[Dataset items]
━━━━━━━━━━

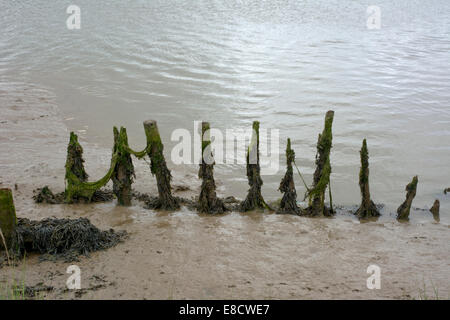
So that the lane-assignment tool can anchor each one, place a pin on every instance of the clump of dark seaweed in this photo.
(405, 207)
(288, 203)
(45, 195)
(124, 170)
(62, 238)
(435, 210)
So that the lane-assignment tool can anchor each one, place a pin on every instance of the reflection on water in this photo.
(283, 63)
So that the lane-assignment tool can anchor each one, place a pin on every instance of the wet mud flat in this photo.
(183, 254)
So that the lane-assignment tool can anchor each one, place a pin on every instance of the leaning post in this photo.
(8, 219)
(368, 209)
(208, 202)
(405, 207)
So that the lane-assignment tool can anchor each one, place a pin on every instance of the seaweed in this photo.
(62, 238)
(124, 170)
(45, 195)
(321, 180)
(76, 184)
(435, 210)
(158, 167)
(367, 209)
(208, 202)
(8, 219)
(254, 199)
(288, 202)
(405, 207)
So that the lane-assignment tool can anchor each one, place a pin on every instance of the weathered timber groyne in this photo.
(121, 172)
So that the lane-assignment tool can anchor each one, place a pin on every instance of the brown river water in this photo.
(284, 63)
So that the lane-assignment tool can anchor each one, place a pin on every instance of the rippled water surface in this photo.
(283, 63)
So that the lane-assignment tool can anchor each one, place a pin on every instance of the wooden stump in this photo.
(367, 209)
(124, 169)
(8, 220)
(405, 207)
(323, 171)
(208, 201)
(435, 210)
(287, 186)
(254, 199)
(159, 168)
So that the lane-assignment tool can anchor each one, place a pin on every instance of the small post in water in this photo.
(208, 201)
(323, 171)
(287, 186)
(8, 219)
(367, 209)
(254, 199)
(159, 168)
(403, 210)
(124, 170)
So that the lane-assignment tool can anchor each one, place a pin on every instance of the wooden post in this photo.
(367, 208)
(323, 171)
(254, 197)
(8, 219)
(75, 161)
(435, 210)
(287, 186)
(159, 168)
(208, 201)
(403, 210)
(124, 170)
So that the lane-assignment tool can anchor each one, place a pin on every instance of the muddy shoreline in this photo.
(183, 254)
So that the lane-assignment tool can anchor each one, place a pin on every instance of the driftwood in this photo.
(8, 220)
(322, 173)
(435, 210)
(367, 209)
(405, 207)
(288, 203)
(124, 169)
(254, 199)
(208, 201)
(159, 168)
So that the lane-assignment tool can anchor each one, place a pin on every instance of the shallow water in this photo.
(231, 62)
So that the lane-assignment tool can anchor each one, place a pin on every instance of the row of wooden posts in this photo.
(121, 172)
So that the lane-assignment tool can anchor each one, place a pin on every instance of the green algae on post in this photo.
(405, 207)
(254, 199)
(435, 210)
(124, 169)
(76, 184)
(288, 203)
(322, 173)
(8, 219)
(208, 202)
(367, 209)
(159, 168)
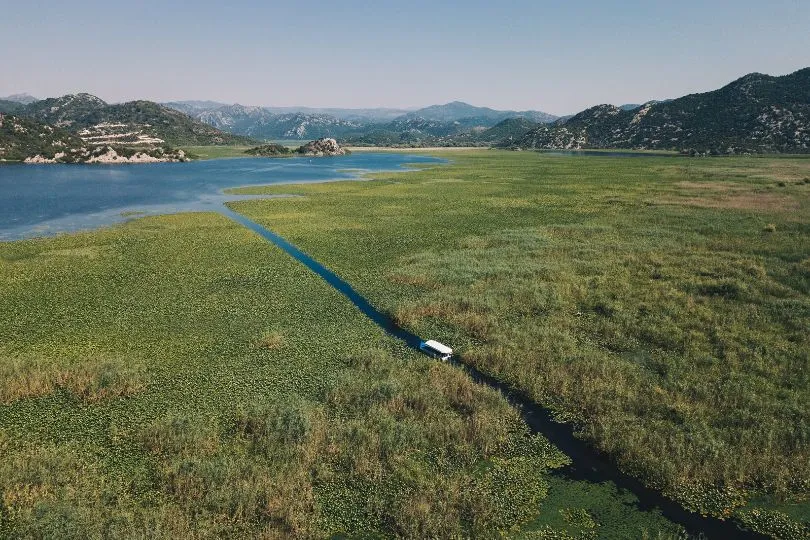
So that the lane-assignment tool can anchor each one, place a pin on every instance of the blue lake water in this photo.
(42, 200)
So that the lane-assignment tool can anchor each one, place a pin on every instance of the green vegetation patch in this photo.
(659, 304)
(179, 377)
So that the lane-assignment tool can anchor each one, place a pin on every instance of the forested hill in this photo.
(754, 114)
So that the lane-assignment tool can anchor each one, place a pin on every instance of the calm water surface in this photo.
(41, 200)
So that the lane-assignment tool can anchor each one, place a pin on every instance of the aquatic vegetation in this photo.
(660, 304)
(192, 381)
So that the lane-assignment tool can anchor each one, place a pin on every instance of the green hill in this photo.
(132, 123)
(755, 114)
(21, 138)
(10, 107)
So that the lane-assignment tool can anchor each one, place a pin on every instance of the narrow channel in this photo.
(587, 464)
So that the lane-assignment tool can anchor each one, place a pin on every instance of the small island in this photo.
(318, 148)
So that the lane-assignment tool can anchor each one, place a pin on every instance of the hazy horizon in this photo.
(528, 55)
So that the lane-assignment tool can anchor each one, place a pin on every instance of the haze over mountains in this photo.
(274, 123)
(754, 114)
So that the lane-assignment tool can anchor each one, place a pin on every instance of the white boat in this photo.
(436, 350)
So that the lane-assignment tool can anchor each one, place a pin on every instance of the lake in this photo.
(42, 200)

━━━━━━━━━━

Exercise aim:
Update the data above by writing it out again with every "place a pin" changed to "drop a marker" and nothing else altered. Leave the pictures out of your answer.

The solution:
So that the lane-assignment tool can anchor each one, drop a marker on every instance of the clump of dark seaweed in this photo.
(405, 207)
(288, 203)
(45, 195)
(124, 170)
(62, 238)
(435, 210)
So that the lane-assignment tool can anchor each one, drop a marker on every instance of the reflection on water in this photo.
(283, 63)
So that the lane-assignment tool can anchor each one, drop a marker on every instance of the wet mud flat in this photo.
(183, 254)
So that the lane-assignment tool can anchor each one, drop a marker on every instance of the leaning post in this photo.
(8, 219)
(368, 209)
(208, 202)
(405, 207)
So that the lane-assignment tool can anchor each one, drop a marker on every instance of the seaweed in this photo.
(62, 238)
(124, 170)
(45, 195)
(321, 180)
(76, 184)
(435, 210)
(158, 167)
(367, 209)
(208, 202)
(8, 219)
(254, 199)
(288, 202)
(405, 207)
So that the lane-assignment tool can anchor each one, drop a marker on every instance of the weathered timber groyne in this photo.
(121, 172)
So that the lane-assignment tool can anchor each one, drop a marker on every instance of the brown river water in this photo.
(284, 63)
So that the lane-assignment tool can anchor each one, drop a marker on every instance of the rippled water surface in this photo.
(283, 63)
So that the lane-assignment tool can anchor each one, drop a marker on every instance of the wooden stump in this photo.
(367, 209)
(124, 169)
(8, 220)
(405, 207)
(323, 171)
(208, 201)
(435, 210)
(287, 186)
(254, 199)
(159, 168)
So that the lane-assignment tool can anchor each one, drop a marker on every instance of the small post in water in this photo.
(208, 201)
(323, 171)
(287, 186)
(8, 219)
(367, 209)
(254, 199)
(159, 168)
(403, 210)
(124, 170)
So that the lane-assignment tool can anchor each one, drop a marker on every instance of the wooden post in this photo.
(367, 208)
(323, 171)
(254, 197)
(8, 219)
(75, 161)
(435, 210)
(287, 186)
(159, 168)
(208, 201)
(403, 210)
(124, 170)
So that the lane-assignment tool can anchor each one, drop a marker on every instance of the muddy shoreline in this photo.
(183, 254)
So that the lane-assignment tool can anchor each one, drop a marker on every instance of the driftwood in this photo.
(8, 220)
(322, 173)
(435, 210)
(367, 209)
(405, 207)
(288, 203)
(124, 169)
(254, 199)
(208, 201)
(159, 168)
So that the lane-assignment tool can anchor each one, drop a marker on every instance of the shallow water in this photo.
(231, 62)
So that the lane-assignment tool can anchor each one, drop a marker on every instance of the row of wooden posts in this photo.
(121, 172)
So that the lane-assignment tool can anchor each one, drop a marker on every instance of the green algae on post in this photo.
(405, 207)
(254, 199)
(435, 210)
(124, 169)
(76, 184)
(288, 203)
(322, 173)
(8, 219)
(208, 202)
(367, 209)
(159, 168)
So that the lane-assignment tool can anchor each one, drop a marker on every instance of the blue lake water in this photo.
(42, 200)
So that the lane-assignment tool can anchor each one, drop a marker on every instance of the green vegetation patch in this photo.
(659, 304)
(179, 377)
So that the lane-assignment tool can anchor each one, drop a marker on every instance of the forested hill in this photo.
(754, 114)
So that the lane-assignment tool can anchor each one, drop a marker on every instance of the calm water surface in this photo.
(41, 200)
So that the lane-assignment tool can anchor each one, drop a marker on every instance of the aquatic vegetation in this photo.
(660, 304)
(192, 381)
So that the lane-assignment tool can anchor each one, drop a marker on every instance of the green hill in this photo.
(132, 123)
(755, 114)
(21, 138)
(10, 107)
So that the lane-assignment tool can anchor each one, drop a marker on every instance of the narrow channel in this photo.
(587, 464)
So that the lane-assignment tool can anchor each one, drop a marker on every instance of the small island in this photo.
(318, 148)
So that the lane-assignment tool can anchor each one, drop a marker on every instance of the hazy horizon in this photo.
(528, 55)
So that the lane-assignment tool can anchor each one, drop a marker on every instance of the haze over mountains in this photo.
(274, 123)
(754, 114)
So that the lane-assignment tool can anchor each one, drop a marker on every instance of the white boat in this photo.
(436, 350)
So that the lane-assignment tool can anchor each one, drop a marker on every instance of the lake in this photo.
(42, 200)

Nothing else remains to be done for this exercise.